───── INFORMATION SUPPLIED ─────

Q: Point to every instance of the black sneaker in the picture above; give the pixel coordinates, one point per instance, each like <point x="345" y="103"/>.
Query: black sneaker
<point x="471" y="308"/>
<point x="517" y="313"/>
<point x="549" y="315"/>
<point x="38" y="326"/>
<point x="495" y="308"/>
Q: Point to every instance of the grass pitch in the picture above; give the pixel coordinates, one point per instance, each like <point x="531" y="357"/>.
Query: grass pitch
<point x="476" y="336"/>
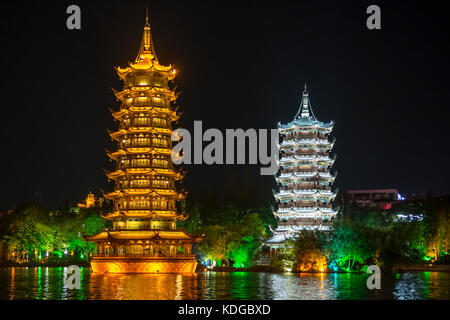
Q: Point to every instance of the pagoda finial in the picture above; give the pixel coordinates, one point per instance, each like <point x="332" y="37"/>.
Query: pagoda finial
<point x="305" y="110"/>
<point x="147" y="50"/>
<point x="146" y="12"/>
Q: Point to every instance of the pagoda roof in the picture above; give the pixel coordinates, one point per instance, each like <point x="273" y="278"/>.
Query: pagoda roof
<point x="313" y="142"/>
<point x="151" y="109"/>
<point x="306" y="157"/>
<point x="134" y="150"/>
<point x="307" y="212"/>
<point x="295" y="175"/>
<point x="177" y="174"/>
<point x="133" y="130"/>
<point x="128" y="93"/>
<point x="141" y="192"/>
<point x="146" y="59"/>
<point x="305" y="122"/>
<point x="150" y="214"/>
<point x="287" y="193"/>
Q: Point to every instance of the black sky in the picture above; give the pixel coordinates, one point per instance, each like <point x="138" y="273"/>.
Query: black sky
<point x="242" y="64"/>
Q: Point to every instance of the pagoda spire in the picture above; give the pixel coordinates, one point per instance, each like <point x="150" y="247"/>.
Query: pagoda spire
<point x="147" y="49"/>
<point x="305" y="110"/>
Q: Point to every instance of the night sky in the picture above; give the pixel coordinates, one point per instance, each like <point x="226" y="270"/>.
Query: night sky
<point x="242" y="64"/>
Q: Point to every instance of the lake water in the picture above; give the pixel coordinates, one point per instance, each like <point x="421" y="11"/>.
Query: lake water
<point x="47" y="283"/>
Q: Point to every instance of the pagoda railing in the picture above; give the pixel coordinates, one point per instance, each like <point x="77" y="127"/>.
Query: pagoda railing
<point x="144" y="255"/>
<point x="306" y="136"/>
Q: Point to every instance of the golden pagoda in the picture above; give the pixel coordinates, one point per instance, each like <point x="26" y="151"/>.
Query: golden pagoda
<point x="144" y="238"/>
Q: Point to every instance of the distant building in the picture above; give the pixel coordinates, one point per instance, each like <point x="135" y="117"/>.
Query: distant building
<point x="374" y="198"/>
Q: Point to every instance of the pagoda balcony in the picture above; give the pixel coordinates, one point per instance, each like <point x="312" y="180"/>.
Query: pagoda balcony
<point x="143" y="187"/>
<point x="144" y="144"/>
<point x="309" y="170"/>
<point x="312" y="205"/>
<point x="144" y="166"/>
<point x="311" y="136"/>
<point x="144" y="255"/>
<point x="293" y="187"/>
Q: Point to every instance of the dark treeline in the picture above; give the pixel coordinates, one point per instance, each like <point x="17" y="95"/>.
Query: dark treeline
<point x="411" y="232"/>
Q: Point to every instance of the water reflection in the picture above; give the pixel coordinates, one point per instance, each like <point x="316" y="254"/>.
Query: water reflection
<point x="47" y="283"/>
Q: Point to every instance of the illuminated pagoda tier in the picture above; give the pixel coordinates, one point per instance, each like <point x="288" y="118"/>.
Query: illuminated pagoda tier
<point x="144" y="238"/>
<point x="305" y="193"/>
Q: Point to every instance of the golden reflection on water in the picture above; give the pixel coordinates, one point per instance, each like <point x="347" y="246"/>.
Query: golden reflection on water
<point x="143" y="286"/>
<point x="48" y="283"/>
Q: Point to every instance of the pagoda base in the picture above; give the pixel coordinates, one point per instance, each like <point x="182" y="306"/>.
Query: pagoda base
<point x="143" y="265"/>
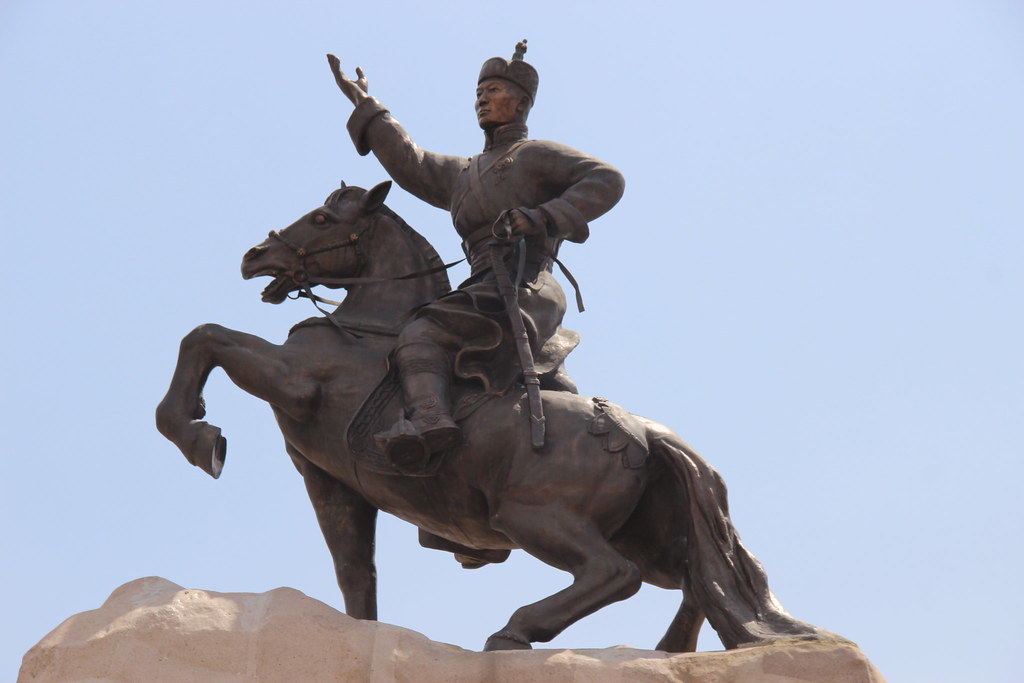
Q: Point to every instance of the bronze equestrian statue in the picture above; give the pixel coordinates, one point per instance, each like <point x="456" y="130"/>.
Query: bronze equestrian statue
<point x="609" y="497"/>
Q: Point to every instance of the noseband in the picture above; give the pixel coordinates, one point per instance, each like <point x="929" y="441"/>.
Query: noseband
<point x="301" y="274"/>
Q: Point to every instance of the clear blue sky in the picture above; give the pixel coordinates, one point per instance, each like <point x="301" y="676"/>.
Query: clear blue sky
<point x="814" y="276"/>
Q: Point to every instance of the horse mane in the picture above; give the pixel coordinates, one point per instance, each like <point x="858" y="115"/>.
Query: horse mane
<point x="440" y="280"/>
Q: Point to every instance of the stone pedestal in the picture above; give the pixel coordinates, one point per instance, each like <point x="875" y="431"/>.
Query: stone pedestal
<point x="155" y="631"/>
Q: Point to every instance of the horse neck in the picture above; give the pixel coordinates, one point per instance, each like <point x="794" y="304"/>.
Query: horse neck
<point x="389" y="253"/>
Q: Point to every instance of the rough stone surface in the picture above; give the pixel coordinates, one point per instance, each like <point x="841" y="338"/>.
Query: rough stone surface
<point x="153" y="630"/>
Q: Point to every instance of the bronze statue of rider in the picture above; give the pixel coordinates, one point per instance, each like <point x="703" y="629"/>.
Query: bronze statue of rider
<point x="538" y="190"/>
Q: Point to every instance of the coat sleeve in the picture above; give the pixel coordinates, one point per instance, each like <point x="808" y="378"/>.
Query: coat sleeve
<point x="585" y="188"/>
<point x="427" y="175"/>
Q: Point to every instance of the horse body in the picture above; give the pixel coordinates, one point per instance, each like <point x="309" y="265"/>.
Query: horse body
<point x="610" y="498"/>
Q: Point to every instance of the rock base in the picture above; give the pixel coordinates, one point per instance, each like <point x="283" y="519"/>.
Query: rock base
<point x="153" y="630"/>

─────
───── INFORMATION SUPPLIED ─────

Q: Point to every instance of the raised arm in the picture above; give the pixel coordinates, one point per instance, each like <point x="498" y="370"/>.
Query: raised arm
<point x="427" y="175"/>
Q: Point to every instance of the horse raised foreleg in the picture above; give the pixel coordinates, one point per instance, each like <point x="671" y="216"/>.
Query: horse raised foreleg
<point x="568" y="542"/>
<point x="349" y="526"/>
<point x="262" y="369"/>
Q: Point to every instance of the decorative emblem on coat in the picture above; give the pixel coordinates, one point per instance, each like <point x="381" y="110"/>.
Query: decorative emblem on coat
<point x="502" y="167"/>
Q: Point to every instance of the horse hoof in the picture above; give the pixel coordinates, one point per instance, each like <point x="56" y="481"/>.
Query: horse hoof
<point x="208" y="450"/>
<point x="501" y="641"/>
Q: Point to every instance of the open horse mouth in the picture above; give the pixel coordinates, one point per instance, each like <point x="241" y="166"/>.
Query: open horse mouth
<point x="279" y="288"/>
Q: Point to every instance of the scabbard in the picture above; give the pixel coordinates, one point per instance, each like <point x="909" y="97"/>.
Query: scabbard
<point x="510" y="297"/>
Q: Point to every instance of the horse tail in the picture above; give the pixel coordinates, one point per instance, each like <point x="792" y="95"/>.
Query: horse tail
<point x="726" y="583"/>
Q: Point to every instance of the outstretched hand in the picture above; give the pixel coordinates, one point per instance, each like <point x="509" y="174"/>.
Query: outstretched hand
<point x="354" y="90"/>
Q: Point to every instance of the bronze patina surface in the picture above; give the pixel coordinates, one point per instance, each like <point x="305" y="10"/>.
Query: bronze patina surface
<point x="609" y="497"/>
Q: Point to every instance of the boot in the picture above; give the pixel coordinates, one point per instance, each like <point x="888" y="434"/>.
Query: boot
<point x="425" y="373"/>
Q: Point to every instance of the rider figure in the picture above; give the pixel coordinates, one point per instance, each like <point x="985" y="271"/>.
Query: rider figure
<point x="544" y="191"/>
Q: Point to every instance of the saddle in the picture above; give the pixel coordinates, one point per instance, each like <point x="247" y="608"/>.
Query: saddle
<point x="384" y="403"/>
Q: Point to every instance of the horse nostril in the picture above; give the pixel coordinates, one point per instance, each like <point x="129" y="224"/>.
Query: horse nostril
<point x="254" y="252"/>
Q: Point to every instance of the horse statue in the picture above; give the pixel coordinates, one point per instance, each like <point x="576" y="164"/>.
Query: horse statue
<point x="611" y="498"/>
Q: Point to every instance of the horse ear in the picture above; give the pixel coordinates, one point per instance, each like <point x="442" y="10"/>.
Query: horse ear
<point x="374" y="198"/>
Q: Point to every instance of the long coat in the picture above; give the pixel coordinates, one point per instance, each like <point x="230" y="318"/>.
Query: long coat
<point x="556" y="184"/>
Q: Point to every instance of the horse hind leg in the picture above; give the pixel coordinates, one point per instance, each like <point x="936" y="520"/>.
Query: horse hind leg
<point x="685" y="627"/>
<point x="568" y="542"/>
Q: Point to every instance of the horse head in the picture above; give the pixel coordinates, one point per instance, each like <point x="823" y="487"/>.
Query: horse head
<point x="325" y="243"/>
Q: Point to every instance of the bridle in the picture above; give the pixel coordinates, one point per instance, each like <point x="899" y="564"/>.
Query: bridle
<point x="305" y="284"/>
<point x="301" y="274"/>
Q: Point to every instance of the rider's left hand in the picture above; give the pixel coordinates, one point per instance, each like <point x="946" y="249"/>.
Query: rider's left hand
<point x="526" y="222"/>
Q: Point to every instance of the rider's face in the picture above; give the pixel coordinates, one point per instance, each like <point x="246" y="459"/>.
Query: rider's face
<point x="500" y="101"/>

─────
───── INFORMATION SUPPLIED ─────

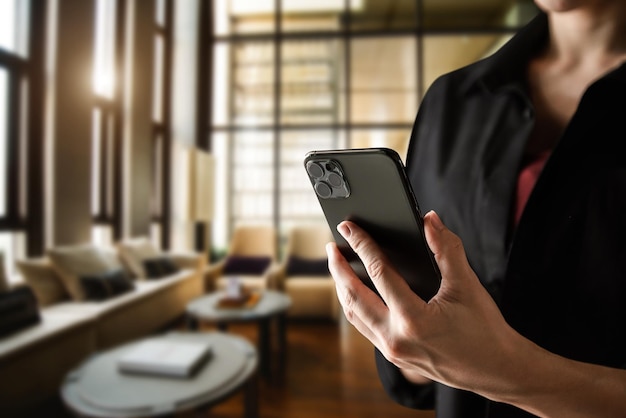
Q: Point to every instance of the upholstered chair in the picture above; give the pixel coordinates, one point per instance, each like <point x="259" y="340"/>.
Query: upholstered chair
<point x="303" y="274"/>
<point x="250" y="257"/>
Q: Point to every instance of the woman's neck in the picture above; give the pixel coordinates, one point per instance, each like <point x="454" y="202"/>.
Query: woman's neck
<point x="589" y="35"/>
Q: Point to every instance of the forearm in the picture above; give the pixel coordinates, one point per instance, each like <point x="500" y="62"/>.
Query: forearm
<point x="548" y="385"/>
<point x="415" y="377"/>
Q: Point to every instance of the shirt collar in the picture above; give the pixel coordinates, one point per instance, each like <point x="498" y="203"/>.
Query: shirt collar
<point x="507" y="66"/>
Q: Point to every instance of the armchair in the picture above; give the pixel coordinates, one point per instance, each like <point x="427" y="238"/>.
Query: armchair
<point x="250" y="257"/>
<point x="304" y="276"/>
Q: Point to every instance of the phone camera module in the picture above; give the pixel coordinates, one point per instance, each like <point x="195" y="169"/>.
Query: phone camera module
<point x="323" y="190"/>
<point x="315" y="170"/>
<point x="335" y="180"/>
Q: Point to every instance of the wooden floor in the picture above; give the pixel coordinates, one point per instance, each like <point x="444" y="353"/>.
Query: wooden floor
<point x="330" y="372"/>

─────

**DIRECTIONS FOR THIS TASK**
Your answer should consist of the lines from the line with "Query: horse tail" to the line with "Q: Point to every instance of the rider figure" above, repeated exactly, both ends included.

**RESULT BELOW**
Query: horse tail
<point x="726" y="583"/>
Q: Point to every instance of the outstretched hand in the picture above; give the pixel coordinates, one point per instance, each like <point x="509" y="174"/>.
Query: outstretched hand
<point x="354" y="90"/>
Q: Point to every instance of the bronze patina surface in the picture above; give the pixel coordinates, one point per instance, each like <point x="305" y="10"/>.
Query: bronze patina surface
<point x="609" y="497"/>
Q: Point to every instance of the boot in the picture above; give the pixel coordinates, one point per instance, each like <point x="888" y="434"/>.
Query: boot
<point x="425" y="373"/>
Q: Point to every instance of the rider figure in the picture above; give the pixel coordinates, one point per instance, each like <point x="985" y="271"/>.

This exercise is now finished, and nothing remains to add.